● WHAT IS REQUIRED: Can you rewrite the data below with every "even-odd" swapped for "nonzero" and everything else left unchanged?

━━━━

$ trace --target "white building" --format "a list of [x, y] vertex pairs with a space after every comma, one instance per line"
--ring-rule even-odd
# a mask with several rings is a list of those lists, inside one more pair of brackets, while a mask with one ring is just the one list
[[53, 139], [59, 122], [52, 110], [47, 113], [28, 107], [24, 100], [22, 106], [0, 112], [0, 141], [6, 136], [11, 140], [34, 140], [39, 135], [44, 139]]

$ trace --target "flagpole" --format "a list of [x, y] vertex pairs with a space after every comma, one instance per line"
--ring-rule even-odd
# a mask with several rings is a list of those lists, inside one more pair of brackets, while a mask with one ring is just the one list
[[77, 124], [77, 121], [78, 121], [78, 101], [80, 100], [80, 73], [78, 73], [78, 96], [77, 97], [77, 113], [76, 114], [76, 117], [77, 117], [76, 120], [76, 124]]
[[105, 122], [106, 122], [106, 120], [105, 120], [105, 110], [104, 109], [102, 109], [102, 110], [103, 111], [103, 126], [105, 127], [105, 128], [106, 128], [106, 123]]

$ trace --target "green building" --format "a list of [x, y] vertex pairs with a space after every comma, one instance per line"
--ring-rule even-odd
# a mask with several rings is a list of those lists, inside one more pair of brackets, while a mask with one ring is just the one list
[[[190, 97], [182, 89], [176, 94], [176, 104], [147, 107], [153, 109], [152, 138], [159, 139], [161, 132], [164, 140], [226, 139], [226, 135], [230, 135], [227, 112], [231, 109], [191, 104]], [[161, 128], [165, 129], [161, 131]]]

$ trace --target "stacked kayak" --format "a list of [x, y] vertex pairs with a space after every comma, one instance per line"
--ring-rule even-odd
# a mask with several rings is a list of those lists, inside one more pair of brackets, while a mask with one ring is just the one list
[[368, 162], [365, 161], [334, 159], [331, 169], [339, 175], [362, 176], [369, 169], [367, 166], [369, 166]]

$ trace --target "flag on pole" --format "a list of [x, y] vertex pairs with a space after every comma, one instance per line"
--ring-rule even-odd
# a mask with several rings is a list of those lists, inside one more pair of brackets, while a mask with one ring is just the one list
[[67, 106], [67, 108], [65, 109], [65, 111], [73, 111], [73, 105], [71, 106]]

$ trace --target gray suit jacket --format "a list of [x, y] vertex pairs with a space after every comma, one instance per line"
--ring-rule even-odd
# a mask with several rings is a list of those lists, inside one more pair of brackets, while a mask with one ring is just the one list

━━━━

● EXERCISE RESPONSE:
$ trace --target "white building" --format "a list of [x, y] vertex pairs with a space after every comma, one instance per line"
--ring-rule nonzero
# a mask with several rings is a list of those lists, inside one more pair of brackets, while a mask with one ring is just the one list
[[53, 139], [59, 122], [52, 110], [47, 113], [28, 107], [24, 100], [22, 106], [0, 112], [0, 141], [6, 136], [11, 140], [34, 140], [39, 135], [44, 139]]

$ trace --target "flagpole" --format "a list of [x, y] vertex pairs with a space after every comma, one instance per line"
--ring-rule nonzero
# a mask with several rings is a list of those lists, inside one more pair of brackets, while a mask with one ring is just the one list
[[77, 124], [77, 121], [78, 121], [78, 101], [80, 100], [80, 73], [78, 73], [78, 96], [77, 97], [77, 113], [76, 114], [76, 117], [77, 117], [76, 120], [76, 124]]
[[105, 122], [106, 122], [106, 120], [105, 120], [105, 110], [104, 109], [102, 109], [102, 110], [103, 111], [103, 126], [105, 127], [105, 128], [106, 128], [106, 123]]

$ trace --target "green building" --format "a list of [x, y] vertex pairs with a space after every comma, one instance per line"
--ring-rule nonzero
# a mask with several rings is a list of those lists, inside one more pair of brackets, while a mask with one ring is just the one list
[[[190, 97], [182, 89], [176, 94], [176, 104], [147, 107], [153, 109], [152, 138], [159, 139], [161, 132], [164, 140], [226, 139], [226, 135], [230, 135], [227, 112], [231, 109], [191, 104]], [[161, 128], [165, 129], [161, 131]]]

$ trace --target "stacked kayak" --format "a list of [x, y] vertex pairs with a space after every comma, one instance per line"
--ring-rule nonzero
# a mask with several rings is a list of those lists, inside one more pair of brackets, while a mask with one ring is just the one list
[[368, 162], [365, 161], [334, 159], [331, 169], [339, 175], [362, 176], [369, 169], [367, 166], [369, 166]]

$ trace --target "flag on pole" --format "a list of [x, y] vertex pairs with a space after every comma, one instance per line"
--ring-rule nonzero
# a mask with several rings is a list of those lists, inside one more pair of brackets, while a mask with one ring is just the one list
[[67, 106], [67, 108], [65, 109], [65, 111], [73, 111], [73, 105], [71, 106]]

$ trace --target gray suit jacket --format "a list of [x, y] vertex pairs with a space after every comma, one instance per line"
--ring-rule nonzero
# a mask with several rings is a list of those lists, inside one more pair of brackets, while a mask with one ring is just the one list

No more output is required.